#### CONSIGNE 1
D'après le texte sur la loi relative au voile intégral, à quelle date cette loi a-t-elle été adoptée ?

Le voile islamique intégral (niqab), la loi, et le Conseil Constitutionnel
Par Michel Huyette
Il y a quelques mois le débat a été très vif, en France, autour du voile islamique et ensuite du niqab, ce vêtement qui recouvre complètement le corps des femmes sauf devant les yeux (cf. ici).
Le gouvernement avait indiqué vouloir légiférer sur la question, ce qui est aujourd'hui chose faite. La loi, en date du 11 octobre 2010, est parue au journal officiel du 12 (lire ici). Cette loi entrera en vigueur dans 6 mois, l'idée étant de favoriser une période de réflexion des intéressés avant le début des verbalisations.
Le nouveau texte est relativement simple. L'article 1er prévoit que " Nul ne peut, dans l'espace public, porter une tenue destinée à dissimuler son visage", l'article 2 précisant : "I. Pour l'application de l'article 1er, l'espace public est constitué des voies publiques ainsi que des lieux ouverts au public ou affectés à un service public. - II. L'interdiction prévue à l'article 1er ne s'applique pas si la tenue est prescrite ou autorisée par des dispositions législatives ou réglementaires, si elle est justifiée par des raisons de santé ou des motifs professionnels, ou si elle s'inscrit dans le cadre de pratiques sportives, de fêtes ou de manifestations artistiques ou traditionnelles ».
Du côté de la répression, l'article 3 prévoit que la méconnaissance de l'interdiction fixée à l'article 1er est punie de l'amende prévue pour les contraventions de la deuxième classe, c'est à dire d'un montant maximal de 150 euros (texte ici), à laquelle peut se substituer un stage de citoyenneté (texte de référence ici), l'article 4 créant un délit consistant à imposer "par menace, violence, contrainte, abus d'autorité ou abus de pouvoir" la dissimulation du visage, puni d'une année de prison et de 30.000 euros d'amende (le double si la personne incitée est mineure).
Afin d'éviter toute difficulté ultérieure, les présidents de l'Assemblée nationale et du Sénat ont conjointement saisi le Conseil Constitutionnel afin que celui examine le texte au regard des principes constitutionnels français.

#### DONNÉES DE LA TÂCHE

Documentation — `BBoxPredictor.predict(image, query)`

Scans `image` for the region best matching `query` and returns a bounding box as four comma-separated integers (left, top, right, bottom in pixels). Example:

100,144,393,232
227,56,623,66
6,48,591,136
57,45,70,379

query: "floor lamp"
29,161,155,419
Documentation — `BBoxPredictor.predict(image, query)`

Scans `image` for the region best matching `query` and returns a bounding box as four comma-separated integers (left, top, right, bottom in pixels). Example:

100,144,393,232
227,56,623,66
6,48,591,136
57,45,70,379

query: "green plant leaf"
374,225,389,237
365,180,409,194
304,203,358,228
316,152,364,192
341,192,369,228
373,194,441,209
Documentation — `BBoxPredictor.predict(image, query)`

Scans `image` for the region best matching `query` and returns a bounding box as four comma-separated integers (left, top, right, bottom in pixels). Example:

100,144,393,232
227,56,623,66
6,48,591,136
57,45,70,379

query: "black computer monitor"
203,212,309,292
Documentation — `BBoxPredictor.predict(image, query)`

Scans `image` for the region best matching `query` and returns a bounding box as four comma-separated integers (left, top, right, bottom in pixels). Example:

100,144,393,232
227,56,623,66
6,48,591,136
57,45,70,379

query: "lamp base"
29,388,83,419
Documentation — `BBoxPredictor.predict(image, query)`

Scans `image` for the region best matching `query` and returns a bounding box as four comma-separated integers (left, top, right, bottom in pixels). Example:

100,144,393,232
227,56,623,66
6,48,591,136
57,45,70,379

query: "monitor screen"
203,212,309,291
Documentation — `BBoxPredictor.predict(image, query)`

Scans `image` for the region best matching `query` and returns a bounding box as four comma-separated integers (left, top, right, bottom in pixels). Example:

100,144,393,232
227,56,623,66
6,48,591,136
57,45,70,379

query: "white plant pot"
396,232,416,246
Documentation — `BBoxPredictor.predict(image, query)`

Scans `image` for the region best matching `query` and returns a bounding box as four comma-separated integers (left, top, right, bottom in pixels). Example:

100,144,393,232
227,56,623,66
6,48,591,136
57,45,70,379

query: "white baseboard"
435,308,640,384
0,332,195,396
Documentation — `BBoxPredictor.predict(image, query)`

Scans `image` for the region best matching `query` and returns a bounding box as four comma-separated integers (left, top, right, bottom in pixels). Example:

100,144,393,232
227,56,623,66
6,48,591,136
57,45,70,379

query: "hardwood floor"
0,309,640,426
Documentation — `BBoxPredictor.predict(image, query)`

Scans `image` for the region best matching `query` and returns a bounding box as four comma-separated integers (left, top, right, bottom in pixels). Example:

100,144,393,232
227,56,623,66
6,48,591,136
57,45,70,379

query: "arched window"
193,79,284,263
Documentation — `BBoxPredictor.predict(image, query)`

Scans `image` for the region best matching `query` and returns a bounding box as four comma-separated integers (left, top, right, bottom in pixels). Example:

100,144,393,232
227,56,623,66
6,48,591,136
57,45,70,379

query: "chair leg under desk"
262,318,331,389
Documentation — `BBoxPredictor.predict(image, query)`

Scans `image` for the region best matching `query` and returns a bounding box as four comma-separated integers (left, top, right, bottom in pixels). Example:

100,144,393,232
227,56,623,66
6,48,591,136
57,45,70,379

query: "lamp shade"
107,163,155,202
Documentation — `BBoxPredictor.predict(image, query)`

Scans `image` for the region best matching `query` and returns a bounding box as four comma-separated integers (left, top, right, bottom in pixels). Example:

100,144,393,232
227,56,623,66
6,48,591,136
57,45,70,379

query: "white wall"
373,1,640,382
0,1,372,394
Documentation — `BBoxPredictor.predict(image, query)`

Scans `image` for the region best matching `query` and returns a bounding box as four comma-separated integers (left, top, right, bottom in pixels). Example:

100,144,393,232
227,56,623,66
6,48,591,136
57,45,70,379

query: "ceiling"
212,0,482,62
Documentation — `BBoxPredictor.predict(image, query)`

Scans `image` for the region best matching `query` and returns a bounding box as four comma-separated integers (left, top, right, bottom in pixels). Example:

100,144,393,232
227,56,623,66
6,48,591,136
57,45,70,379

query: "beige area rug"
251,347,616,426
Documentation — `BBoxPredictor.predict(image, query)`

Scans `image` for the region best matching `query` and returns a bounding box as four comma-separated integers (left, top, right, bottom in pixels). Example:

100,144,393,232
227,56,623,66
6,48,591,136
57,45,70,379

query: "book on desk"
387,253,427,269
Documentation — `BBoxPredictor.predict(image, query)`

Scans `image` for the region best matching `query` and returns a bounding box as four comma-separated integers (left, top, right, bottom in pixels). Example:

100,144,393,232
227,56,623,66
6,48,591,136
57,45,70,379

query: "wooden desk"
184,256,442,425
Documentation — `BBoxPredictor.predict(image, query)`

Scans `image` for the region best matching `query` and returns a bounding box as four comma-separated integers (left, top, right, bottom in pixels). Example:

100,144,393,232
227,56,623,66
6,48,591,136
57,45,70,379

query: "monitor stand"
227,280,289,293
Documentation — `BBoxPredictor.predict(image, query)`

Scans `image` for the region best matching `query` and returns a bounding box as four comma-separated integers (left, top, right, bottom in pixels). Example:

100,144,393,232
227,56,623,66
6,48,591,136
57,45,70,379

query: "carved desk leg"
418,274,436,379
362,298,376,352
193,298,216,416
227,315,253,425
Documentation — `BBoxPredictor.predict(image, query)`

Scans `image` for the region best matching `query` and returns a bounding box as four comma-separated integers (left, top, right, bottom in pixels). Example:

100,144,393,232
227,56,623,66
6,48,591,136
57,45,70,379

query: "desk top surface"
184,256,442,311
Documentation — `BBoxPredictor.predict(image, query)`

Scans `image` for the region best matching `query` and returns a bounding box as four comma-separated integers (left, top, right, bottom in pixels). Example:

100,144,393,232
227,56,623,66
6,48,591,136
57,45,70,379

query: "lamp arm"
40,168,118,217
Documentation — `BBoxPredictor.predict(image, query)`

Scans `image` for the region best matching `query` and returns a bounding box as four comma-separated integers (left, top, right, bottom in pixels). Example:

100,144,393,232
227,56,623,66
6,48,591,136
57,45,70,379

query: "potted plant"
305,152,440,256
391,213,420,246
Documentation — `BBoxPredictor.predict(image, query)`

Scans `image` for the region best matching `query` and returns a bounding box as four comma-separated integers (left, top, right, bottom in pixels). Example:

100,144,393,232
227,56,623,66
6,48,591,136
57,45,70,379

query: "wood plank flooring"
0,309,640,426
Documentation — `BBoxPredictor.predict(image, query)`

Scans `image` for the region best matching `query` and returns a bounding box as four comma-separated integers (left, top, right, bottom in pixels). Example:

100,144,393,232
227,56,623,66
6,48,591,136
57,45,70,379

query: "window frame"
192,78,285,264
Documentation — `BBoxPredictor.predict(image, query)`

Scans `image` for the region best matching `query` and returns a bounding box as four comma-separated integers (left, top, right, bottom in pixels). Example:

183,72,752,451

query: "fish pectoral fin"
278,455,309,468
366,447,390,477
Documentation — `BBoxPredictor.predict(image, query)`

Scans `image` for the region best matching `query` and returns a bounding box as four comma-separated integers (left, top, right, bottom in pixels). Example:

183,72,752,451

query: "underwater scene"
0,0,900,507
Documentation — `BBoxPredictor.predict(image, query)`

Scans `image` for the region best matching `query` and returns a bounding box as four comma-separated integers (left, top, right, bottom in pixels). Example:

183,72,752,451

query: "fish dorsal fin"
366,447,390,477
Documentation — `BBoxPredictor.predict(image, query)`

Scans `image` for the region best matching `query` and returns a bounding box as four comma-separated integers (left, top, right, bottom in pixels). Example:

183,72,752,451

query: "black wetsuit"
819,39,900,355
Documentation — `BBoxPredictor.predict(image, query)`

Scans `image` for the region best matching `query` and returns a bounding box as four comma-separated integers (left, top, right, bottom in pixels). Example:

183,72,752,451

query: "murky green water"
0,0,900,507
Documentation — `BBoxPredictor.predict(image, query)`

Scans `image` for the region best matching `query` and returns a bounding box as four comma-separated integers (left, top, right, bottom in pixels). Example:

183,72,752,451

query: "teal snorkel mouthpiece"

#### CONSIGNE 2
Citez mot pour mot les lignes des enregistrements, de la toute première jusqu'à celle qui contient "373,194,441,209", les deux comprises.

#### RÉSULTAT DE L'EXERCICE 1
Le 11 octobre 2010.

#### RÉSULTAT DE L'EXERCICE 2
Documentation — `BBoxPredictor.predict(image, query)`

Scans `image` for the region best matching `query` and returns a bounding box as four comma-separated integers (left, top, right, bottom in pixels). Example:

100,144,393,232
227,56,623,66
6,48,591,136
57,45,70,379

query: "floor lamp"
29,161,155,419
Documentation — `BBoxPredictor.predict(image, query)`

Scans `image` for the region best matching `query` and returns a bounding box as four comma-separated integers (left, top, right, bottom in pixels). Example:

100,144,393,232
227,56,623,66
6,48,591,136
57,45,70,379

query: "green plant leaf"
374,225,389,237
365,180,409,194
304,203,358,228
316,152,364,192
341,192,369,228
373,194,441,209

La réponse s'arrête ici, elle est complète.